■ Text provided
But, what about the dot in $\dot{x}$?

Say the particle traces out $\gamma: I \to C$, where interval $I$ is time. Let $\gamma(0) = p \in C$. Locally in terms of $x$, since we have $\gamma_{\ast}(\frac{d}{dt}\rvert_0)$ in $T_{p}C$, we get $dx(\gamma_{\ast}(\frac{d}{dt}\rvert_0)) = \dot{x \circ \gamma}(0)$, which we can abuse notation and write as $\dot{x}(p)$, so the corresponding point on the bundle looks like $(x(p), \dot{x}(p))$.

Does this make sense or have is there something I am still missing?

Answer 1

This is an excellent question! And the answer has its roots back in the origin of the Euler-Lagrange equations as solutions to Hamilton's variational principle.

Recall that the Euler-Lagrange equations are the result of extremising the action $$S(q[t]) = \int_0^T L(q, \dot q)\,dt.$$ It is conventional to write $L$ as function of $q$ and $\dot q$ (and this will lead to the cleanest formulation of the Euler-Lagrange equations) but it is by no means rigidly required: you could add $q^2$ as a third argument to the functional $L$, if you really wanted to, and of course $q$ and $q^2$ are not independent.

■ Work to complete
1 > Repeat word for word the stretch of the thread on Lagrangian mechanics from "But, what about" through "am still missing?".
2 > Write what follows the last sentence of the thread on Lagrangian mechanics.
The lines placed after this text are not needed.

■ Data excerpts
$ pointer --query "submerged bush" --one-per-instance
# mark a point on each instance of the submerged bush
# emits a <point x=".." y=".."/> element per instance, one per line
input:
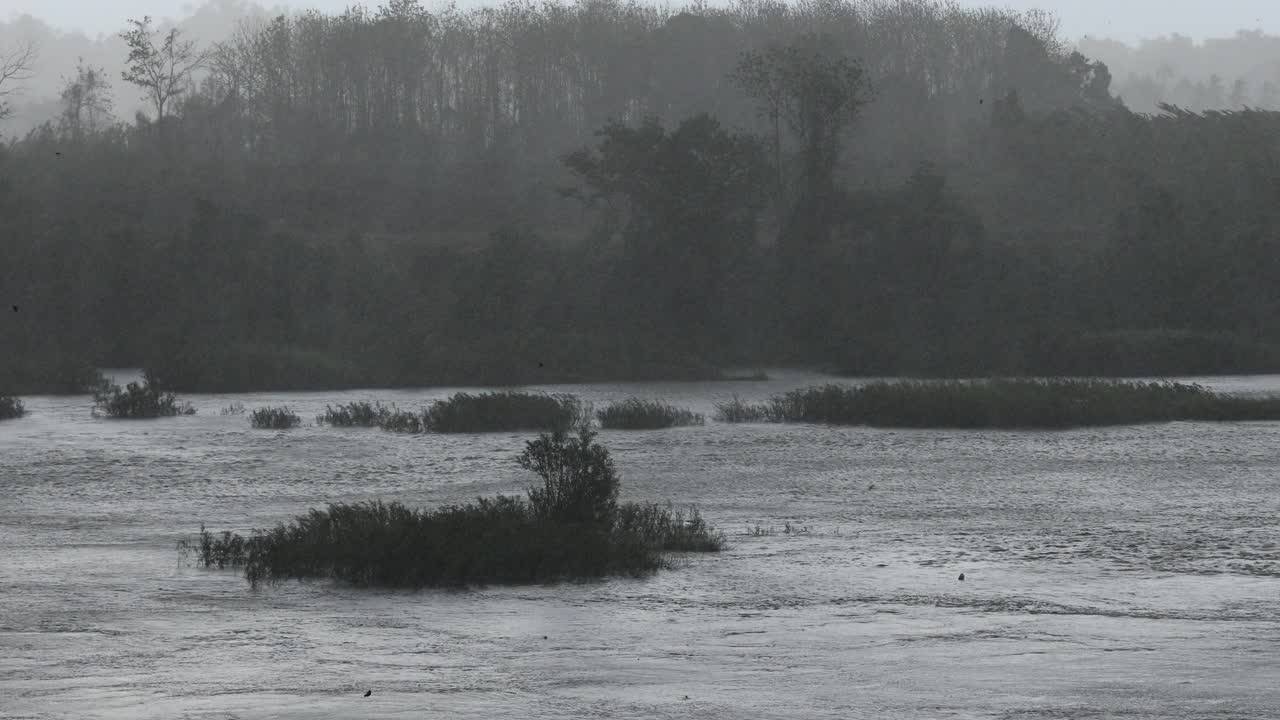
<point x="1006" y="404"/>
<point x="570" y="527"/>
<point x="635" y="414"/>
<point x="145" y="400"/>
<point x="10" y="408"/>
<point x="233" y="409"/>
<point x="403" y="422"/>
<point x="503" y="410"/>
<point x="274" y="419"/>
<point x="353" y="414"/>
<point x="739" y="411"/>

■ Responses to the exercise
1 >
But, what about the dot in $\dot{x}$?

Say the particle traces out $\gamma: I \to C$, where interval $I$ is time. Let $\gamma(0) = p \in C$. Locally in terms of $x$, since we have $\gamma_{\ast}(\frac{d}{dt}\rvert_0)$ in $T_{p}C$, we get $dx(\gamma_{\ast}(\frac{d}{dt}\rvert_0)) = \dot{x \circ \gamma}(0)$, which we can abuse notation and write as $\dot{x}(p)$, so the corresponding point on the bundle looks like $(x(p), \dot{x}(p))$.

Does this make sense or have is there something I am still missing?

2 >
Now the usual derivation is to look at variations $\delta q(t), \delta q(0) = \delta q(T) = 0$, which yields

$$\frac{d}{ds}S(q[t]+s\delta q[t])\Bigg\vert_{s\to 0} = \int_0^T \left[(D_1 L)(q, \dot q)\delta q + (D_2 L)(q,\dot q) \delta \dot q\right]\,dt,$$ where $D_iL$ means differentiating $L$ with respect to the $i$th parameter. Notice that the above in no way requires that the values that are plugged in to $L$ (namely $q$ and $\dot q$) are independent! $D_1L$ is often written as $\frac{\partial L}{\partial q}$, but this is an abuse of notation: we are merely differentiating the two-parameter function $L$ with respect to its first argument, without knowing or caring what we will eventually plug into $L$.

Now we apply the usual integration by parts,

$$\int_0^T \left[(D_1L)(q,\dot q) - \frac{d}{dt}\left[(D_2L)(q,\dot q)\right]\right]\delta q = 0,$$ where the time derivative, unlike the two derivatives of $L$, happens after plugging in $q$ and $\dot q$, and we recover the usual equations of motion by taking $\delta q$ to be bump functions at all times in $(0,T)$.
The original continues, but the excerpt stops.